-------- Records supplied --------
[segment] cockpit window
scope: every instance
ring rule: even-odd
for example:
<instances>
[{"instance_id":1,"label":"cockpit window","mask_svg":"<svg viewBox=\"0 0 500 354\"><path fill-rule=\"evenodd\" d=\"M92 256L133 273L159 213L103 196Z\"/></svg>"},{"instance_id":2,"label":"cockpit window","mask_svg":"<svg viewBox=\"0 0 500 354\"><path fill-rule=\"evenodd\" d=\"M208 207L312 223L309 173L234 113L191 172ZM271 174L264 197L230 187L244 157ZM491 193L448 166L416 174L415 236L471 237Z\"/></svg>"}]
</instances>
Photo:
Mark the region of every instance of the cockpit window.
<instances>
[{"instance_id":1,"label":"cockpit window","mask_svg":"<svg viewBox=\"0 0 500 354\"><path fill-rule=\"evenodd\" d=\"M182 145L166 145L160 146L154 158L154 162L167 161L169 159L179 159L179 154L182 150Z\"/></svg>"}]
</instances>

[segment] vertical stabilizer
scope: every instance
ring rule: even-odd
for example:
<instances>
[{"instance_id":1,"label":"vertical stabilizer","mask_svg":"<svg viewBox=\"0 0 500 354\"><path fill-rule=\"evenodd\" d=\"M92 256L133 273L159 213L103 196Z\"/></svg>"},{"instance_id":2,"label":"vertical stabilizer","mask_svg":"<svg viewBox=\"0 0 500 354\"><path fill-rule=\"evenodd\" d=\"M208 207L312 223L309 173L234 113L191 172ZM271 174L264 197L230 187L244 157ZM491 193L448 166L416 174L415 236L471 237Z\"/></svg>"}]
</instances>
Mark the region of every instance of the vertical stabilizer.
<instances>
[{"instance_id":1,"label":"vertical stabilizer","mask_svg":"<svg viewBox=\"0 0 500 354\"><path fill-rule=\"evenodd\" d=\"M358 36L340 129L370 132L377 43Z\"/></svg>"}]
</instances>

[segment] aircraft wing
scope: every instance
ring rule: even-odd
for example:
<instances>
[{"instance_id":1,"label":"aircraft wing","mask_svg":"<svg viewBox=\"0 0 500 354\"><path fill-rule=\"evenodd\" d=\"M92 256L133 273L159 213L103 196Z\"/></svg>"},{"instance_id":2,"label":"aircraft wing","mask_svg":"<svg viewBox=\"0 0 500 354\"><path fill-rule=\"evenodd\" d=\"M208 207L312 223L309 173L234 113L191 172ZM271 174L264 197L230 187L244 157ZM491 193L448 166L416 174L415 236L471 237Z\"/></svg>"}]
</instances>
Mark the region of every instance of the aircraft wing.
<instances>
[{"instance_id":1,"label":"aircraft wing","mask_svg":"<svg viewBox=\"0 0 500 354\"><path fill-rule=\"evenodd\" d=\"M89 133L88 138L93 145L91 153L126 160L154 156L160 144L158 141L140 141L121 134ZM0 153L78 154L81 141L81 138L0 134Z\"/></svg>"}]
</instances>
--------
■ Problem details: Set out the lines from the one containing "[segment] vertical stabilizer" through the last line of the records, both included, as a JSON list of strings with one string per line. Leave out any blank lines.

■ Final answer:
[
  "[segment] vertical stabilizer",
  "scope: every instance",
  "ring rule: even-odd",
  "for example:",
  "<instances>",
  "[{\"instance_id\":1,\"label\":\"vertical stabilizer\",\"mask_svg\":\"<svg viewBox=\\\"0 0 500 354\\\"><path fill-rule=\\\"evenodd\\\" d=\\\"M92 256L133 273L159 213L103 196Z\\\"/></svg>\"},{\"instance_id\":2,\"label\":\"vertical stabilizer\",\"mask_svg\":\"<svg viewBox=\\\"0 0 500 354\\\"><path fill-rule=\\\"evenodd\\\" d=\\\"M208 207L312 223L309 173L234 113L191 172ZM271 174L264 197L230 187L244 157ZM491 193L448 166L416 174L415 236L471 237Z\\\"/></svg>\"}]",
  "</instances>",
  "Mark the region of every instance of the vertical stabilizer.",
  "<instances>",
  "[{\"instance_id\":1,\"label\":\"vertical stabilizer\",\"mask_svg\":\"<svg viewBox=\\\"0 0 500 354\\\"><path fill-rule=\\\"evenodd\\\" d=\\\"M358 36L340 129L370 132L377 43Z\\\"/></svg>\"}]",
  "</instances>",
  "[segment] aircraft wing",
  "scope: every instance",
  "ring rule: even-odd",
  "for example:",
  "<instances>",
  "[{\"instance_id\":1,\"label\":\"aircraft wing\",\"mask_svg\":\"<svg viewBox=\\\"0 0 500 354\\\"><path fill-rule=\\\"evenodd\\\" d=\\\"M92 256L133 273L159 213L103 196Z\\\"/></svg>\"},{\"instance_id\":2,\"label\":\"aircraft wing\",\"mask_svg\":\"<svg viewBox=\\\"0 0 500 354\\\"><path fill-rule=\\\"evenodd\\\" d=\\\"M208 207L312 223L309 173L234 113L191 172ZM271 174L264 197L230 187L244 157ZM491 193L448 166L416 174L415 236L471 237Z\\\"/></svg>\"}]",
  "</instances>",
  "Mark the region of every instance of the aircraft wing.",
  "<instances>",
  "[{\"instance_id\":1,\"label\":\"aircraft wing\",\"mask_svg\":\"<svg viewBox=\\\"0 0 500 354\\\"><path fill-rule=\\\"evenodd\\\" d=\\\"M89 133L88 138L93 145L91 153L126 160L154 156L160 144L158 141L140 141L121 134ZM0 153L78 154L81 141L81 138L0 134Z\\\"/></svg>\"}]",
  "</instances>"
]